Saved data
-- Begin --

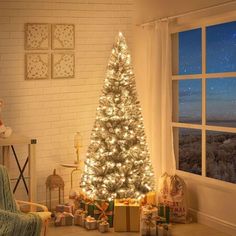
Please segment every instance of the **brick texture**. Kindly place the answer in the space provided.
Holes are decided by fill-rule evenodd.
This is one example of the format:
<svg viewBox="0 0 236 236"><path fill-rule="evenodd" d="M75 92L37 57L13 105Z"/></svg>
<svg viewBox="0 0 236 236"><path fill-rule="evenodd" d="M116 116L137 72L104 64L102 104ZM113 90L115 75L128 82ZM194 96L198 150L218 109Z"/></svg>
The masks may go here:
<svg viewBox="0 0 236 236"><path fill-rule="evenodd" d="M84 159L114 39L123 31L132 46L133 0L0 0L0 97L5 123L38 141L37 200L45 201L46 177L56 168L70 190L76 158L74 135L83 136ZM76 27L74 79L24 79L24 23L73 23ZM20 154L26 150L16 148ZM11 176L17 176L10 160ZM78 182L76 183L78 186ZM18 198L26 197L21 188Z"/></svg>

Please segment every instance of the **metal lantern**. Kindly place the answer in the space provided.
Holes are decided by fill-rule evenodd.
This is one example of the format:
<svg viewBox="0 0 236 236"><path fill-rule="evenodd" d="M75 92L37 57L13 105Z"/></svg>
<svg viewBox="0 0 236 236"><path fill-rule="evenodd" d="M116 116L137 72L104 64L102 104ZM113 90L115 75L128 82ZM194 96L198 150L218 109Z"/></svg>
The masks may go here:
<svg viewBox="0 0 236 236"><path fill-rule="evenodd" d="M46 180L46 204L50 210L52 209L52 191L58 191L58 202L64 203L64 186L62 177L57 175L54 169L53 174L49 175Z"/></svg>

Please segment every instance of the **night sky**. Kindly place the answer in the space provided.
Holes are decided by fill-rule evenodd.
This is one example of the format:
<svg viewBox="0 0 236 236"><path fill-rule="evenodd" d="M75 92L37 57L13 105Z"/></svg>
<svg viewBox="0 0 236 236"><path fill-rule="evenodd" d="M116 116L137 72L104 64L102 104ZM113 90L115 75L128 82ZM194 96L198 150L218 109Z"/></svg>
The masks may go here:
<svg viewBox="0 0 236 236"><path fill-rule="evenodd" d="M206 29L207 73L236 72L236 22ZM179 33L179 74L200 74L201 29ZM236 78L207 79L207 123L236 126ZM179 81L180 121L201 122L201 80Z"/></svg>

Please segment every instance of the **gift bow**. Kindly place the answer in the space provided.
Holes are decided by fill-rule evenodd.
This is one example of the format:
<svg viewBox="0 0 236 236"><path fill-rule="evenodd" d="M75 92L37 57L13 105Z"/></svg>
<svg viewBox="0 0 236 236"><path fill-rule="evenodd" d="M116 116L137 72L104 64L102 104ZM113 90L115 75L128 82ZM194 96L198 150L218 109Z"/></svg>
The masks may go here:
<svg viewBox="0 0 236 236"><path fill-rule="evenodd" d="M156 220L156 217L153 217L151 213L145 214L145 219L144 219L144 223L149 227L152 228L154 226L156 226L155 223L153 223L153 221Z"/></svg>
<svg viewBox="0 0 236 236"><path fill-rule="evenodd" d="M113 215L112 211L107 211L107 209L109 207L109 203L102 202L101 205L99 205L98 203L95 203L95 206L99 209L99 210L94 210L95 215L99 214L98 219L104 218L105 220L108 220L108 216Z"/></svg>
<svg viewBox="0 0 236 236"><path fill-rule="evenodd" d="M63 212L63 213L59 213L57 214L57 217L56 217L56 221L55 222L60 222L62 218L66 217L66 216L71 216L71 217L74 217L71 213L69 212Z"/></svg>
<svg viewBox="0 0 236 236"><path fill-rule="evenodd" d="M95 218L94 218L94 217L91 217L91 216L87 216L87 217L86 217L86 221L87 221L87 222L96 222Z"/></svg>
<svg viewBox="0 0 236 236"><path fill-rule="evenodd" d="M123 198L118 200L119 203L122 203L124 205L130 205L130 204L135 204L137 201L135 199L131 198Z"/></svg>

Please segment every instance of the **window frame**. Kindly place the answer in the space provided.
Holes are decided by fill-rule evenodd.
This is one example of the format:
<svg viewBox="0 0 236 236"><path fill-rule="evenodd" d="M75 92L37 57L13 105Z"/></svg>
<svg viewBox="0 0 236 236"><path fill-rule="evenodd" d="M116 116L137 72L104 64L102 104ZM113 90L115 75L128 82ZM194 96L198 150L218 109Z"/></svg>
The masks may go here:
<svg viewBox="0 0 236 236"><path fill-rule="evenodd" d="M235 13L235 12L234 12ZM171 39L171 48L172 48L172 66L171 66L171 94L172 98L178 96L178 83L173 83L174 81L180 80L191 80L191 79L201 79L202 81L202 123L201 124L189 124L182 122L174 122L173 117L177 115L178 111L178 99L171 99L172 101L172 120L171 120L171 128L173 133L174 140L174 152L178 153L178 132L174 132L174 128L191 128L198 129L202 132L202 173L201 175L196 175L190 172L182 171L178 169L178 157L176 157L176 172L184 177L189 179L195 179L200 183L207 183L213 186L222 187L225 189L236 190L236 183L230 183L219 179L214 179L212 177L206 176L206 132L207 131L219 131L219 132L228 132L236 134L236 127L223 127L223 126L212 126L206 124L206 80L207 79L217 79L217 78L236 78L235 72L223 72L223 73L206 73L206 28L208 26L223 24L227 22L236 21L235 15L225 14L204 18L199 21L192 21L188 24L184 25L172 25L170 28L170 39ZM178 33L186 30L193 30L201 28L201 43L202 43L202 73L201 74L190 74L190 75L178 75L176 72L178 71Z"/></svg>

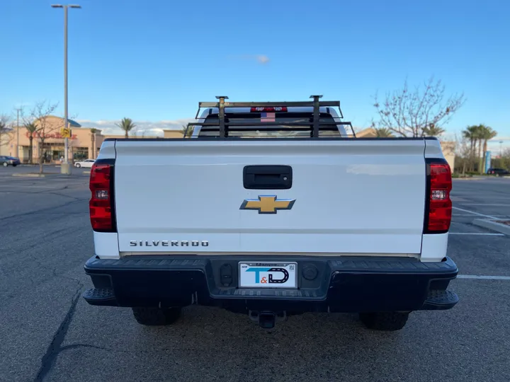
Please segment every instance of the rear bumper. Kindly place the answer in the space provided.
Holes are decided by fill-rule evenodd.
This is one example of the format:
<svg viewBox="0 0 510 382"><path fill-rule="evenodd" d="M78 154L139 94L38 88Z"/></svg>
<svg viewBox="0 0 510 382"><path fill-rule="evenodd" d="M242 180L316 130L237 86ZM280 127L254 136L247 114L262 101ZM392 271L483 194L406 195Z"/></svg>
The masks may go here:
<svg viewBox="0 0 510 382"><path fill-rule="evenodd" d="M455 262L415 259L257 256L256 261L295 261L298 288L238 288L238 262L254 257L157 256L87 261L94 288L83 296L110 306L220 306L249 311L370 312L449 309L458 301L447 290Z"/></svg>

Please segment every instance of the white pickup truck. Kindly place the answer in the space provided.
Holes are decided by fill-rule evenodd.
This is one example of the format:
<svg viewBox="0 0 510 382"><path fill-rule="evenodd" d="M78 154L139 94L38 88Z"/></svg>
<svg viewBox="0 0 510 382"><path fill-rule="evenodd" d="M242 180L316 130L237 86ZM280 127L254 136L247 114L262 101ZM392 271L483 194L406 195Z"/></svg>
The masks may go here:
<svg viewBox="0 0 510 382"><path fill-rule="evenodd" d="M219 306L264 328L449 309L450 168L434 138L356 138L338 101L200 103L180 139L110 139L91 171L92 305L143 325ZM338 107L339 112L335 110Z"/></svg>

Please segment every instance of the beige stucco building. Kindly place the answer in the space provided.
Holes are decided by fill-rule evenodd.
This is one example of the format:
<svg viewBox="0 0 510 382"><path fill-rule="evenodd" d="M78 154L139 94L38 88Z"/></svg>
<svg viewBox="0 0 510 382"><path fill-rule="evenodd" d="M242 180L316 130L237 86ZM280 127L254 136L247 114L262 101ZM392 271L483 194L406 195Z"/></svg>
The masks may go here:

-- End --

Turn every line of the entries above into a Markdown table with the columns "Row" and "Line", numbering each row and leaving out blank lines. Omit the pictures from the answer.

FULL RESPONSE
| Row | Line |
|---|---|
| 1 | Please segment every instance of the **brick texture**. Kindly place the answer in the space provided. |
| 2 | Holes are decided by fill-rule evenodd. |
| 3 | This is one example of the format: |
| 4 | <svg viewBox="0 0 236 236"><path fill-rule="evenodd" d="M75 92L37 57L13 105Z"/></svg> |
| 5 | <svg viewBox="0 0 236 236"><path fill-rule="evenodd" d="M116 116L137 72L104 64L102 104ZM113 90L115 75L128 82ZM194 96L198 150L218 109Z"/></svg> |
| 6 | The masks may go here: |
| 7 | <svg viewBox="0 0 236 236"><path fill-rule="evenodd" d="M84 159L114 39L123 31L132 46L133 0L0 0L0 97L5 123L38 141L37 200L45 201L46 177L56 168L70 190L76 158L74 135L83 136ZM76 27L74 79L24 79L24 23L73 23ZM20 154L26 150L16 148ZM11 176L17 176L10 160ZM78 182L76 183L78 186ZM18 198L26 197L21 188Z"/></svg> |
| 8 | Please segment every instance of the **metal lantern**. Kindly place the answer in the space provided. |
| 9 | Holes are decided by fill-rule evenodd. |
| 10 | This is one example of the format: |
| 11 | <svg viewBox="0 0 236 236"><path fill-rule="evenodd" d="M75 92L37 57L13 105Z"/></svg> |
| 12 | <svg viewBox="0 0 236 236"><path fill-rule="evenodd" d="M116 116L137 72L104 64L102 104ZM113 90L115 75L128 82ZM194 96L198 150L218 109Z"/></svg> |
| 13 | The masks may go here: |
| 14 | <svg viewBox="0 0 236 236"><path fill-rule="evenodd" d="M46 180L46 204L50 210L52 209L52 191L58 191L58 202L64 203L64 186L62 177L57 175L54 169L53 174L49 175Z"/></svg> |
| 15 | Please segment every instance of the **night sky**. Kindly place the answer in the space provided. |
| 16 | Holes are decided by fill-rule evenodd. |
| 17 | This is one example of the format: |
| 18 | <svg viewBox="0 0 236 236"><path fill-rule="evenodd" d="M75 92L37 57L13 105Z"/></svg> |
| 19 | <svg viewBox="0 0 236 236"><path fill-rule="evenodd" d="M116 116L137 72L104 64L102 104ZM113 90L115 75L128 82ZM194 96L198 150L218 109Z"/></svg> |
| 20 | The masks may go here: |
| 21 | <svg viewBox="0 0 236 236"><path fill-rule="evenodd" d="M206 29L207 73L236 72L236 22ZM179 33L179 74L200 74L201 29ZM236 78L207 79L207 123L236 126ZM179 81L180 121L201 122L201 80Z"/></svg> |
| 22 | Please segment every instance of the **gift bow**. Kindly place the answer in the space provided. |
| 23 | Holes are decided by fill-rule evenodd. |
| 24 | This is one example of the format: |
| 25 | <svg viewBox="0 0 236 236"><path fill-rule="evenodd" d="M75 92L37 57L13 105Z"/></svg> |
| 26 | <svg viewBox="0 0 236 236"><path fill-rule="evenodd" d="M116 116L137 72L104 64L102 104ZM113 90L115 75L128 82ZM194 96L198 150L218 109Z"/></svg> |
| 27 | The masks may go here: |
| 28 | <svg viewBox="0 0 236 236"><path fill-rule="evenodd" d="M156 220L156 217L153 217L151 213L145 214L145 219L144 219L144 223L149 227L152 228L154 226L156 226L155 223L153 223L153 221Z"/></svg> |
| 29 | <svg viewBox="0 0 236 236"><path fill-rule="evenodd" d="M113 215L112 211L107 211L107 209L109 207L109 203L102 202L101 205L99 205L98 203L95 203L95 206L99 209L99 210L94 210L95 215L99 214L98 219L104 218L105 220L108 220L108 216Z"/></svg> |
| 30 | <svg viewBox="0 0 236 236"><path fill-rule="evenodd" d="M63 212L63 213L59 213L57 214L57 217L56 217L56 221L55 222L60 222L62 218L66 217L66 216L71 216L71 217L74 217L71 213L69 212Z"/></svg> |
| 31 | <svg viewBox="0 0 236 236"><path fill-rule="evenodd" d="M95 218L94 218L94 217L91 217L91 216L87 216L87 217L86 217L86 221L87 221L87 222L96 222Z"/></svg> |
| 32 | <svg viewBox="0 0 236 236"><path fill-rule="evenodd" d="M123 198L118 200L119 203L122 203L124 205L130 205L130 204L135 204L137 201L135 199L131 198Z"/></svg> |
| 33 | Please segment every instance of the **window frame**. Kindly place the answer in the space provided. |
| 34 | Holes are decided by fill-rule evenodd. |
| 35 | This is one example of the format: |
| 36 | <svg viewBox="0 0 236 236"><path fill-rule="evenodd" d="M75 92L37 57L13 105Z"/></svg> |
| 37 | <svg viewBox="0 0 236 236"><path fill-rule="evenodd" d="M116 116L137 72L104 64L102 104ZM113 90L115 75L128 82ZM194 96L198 150L218 109Z"/></svg> |
| 38 | The masks may go here: |
| 39 | <svg viewBox="0 0 236 236"><path fill-rule="evenodd" d="M235 13L235 12L234 12ZM171 39L171 48L172 48L172 66L171 66L171 94L172 98L178 96L178 83L173 83L174 81L180 80L191 80L191 79L201 79L202 81L202 123L201 124L189 124L182 122L174 122L173 117L177 115L178 111L178 99L171 99L172 101L172 120L171 120L171 128L173 133L174 140L174 152L178 153L178 132L174 132L174 128L191 128L198 129L202 132L202 173L201 175L196 175L190 172L182 171L178 169L178 157L176 157L176 172L184 177L189 179L195 179L200 183L207 183L213 186L222 187L225 189L236 190L236 183L230 183L219 179L214 179L212 177L206 176L206 132L207 131L219 131L219 132L228 132L236 134L236 127L223 127L223 126L212 126L206 124L206 80L207 79L217 79L217 78L236 78L235 72L223 72L223 73L206 73L206 28L208 26L223 24L227 22L236 21L235 15L225 14L204 18L199 21L192 21L188 24L184 25L172 25L170 28L170 39ZM178 33L186 30L193 30L201 28L201 43L202 43L202 73L201 74L190 74L190 75L178 75L176 72L178 71Z"/></svg> |
| 40 | Please segment every instance of the rear bumper. Kindly place the answer in the space provided. |
| 41 | Holes are decided by fill-rule evenodd. |
| 42 | This is one example of the format: |
| 43 | <svg viewBox="0 0 510 382"><path fill-rule="evenodd" d="M78 154L139 94L38 88Z"/></svg> |
| 44 | <svg viewBox="0 0 510 382"><path fill-rule="evenodd" d="M242 180L316 130L237 86ZM280 127L254 136L247 114L262 101ZM392 271L483 194L406 195Z"/></svg> |
| 45 | The masks may go here: |
| 46 | <svg viewBox="0 0 510 382"><path fill-rule="evenodd" d="M455 262L415 259L257 256L256 261L295 261L298 288L238 288L238 262L254 257L157 256L87 261L94 288L83 296L110 306L220 306L249 311L370 312L449 309L458 301L447 290Z"/></svg> |
| 47 | Please segment every instance of the white pickup truck. Kindly place the answer in the space provided. |
| 48 | Holes are decided by fill-rule evenodd. |
| 49 | This is one example of the format: |
| 50 | <svg viewBox="0 0 510 382"><path fill-rule="evenodd" d="M78 154L139 94L38 88Z"/></svg> |
| 51 | <svg viewBox="0 0 510 382"><path fill-rule="evenodd" d="M242 180L316 130L237 86ZM280 127L254 136L247 114L262 101ZM392 271L483 194L406 195Z"/></svg> |
| 52 | The masks may go here: |
| 53 | <svg viewBox="0 0 510 382"><path fill-rule="evenodd" d="M219 306L264 328L449 309L450 168L434 138L356 138L338 101L200 103L180 139L110 139L91 171L92 305L143 325ZM338 107L339 112L335 110Z"/></svg> |
| 54 | Please segment every instance of the beige stucco building. Kindly place the answer in the space provided. |
| 55 | Holes are decided by fill-rule evenodd. |
| 56 | This is one example of the format: |
| 57 | <svg viewBox="0 0 510 382"><path fill-rule="evenodd" d="M78 154L139 94L38 88Z"/></svg> |
| 58 | <svg viewBox="0 0 510 382"><path fill-rule="evenodd" d="M242 180L316 130L237 86ZM280 127L254 136L247 114L262 101ZM392 271L483 194L406 195Z"/></svg> |
| 59 | The masks may go here: |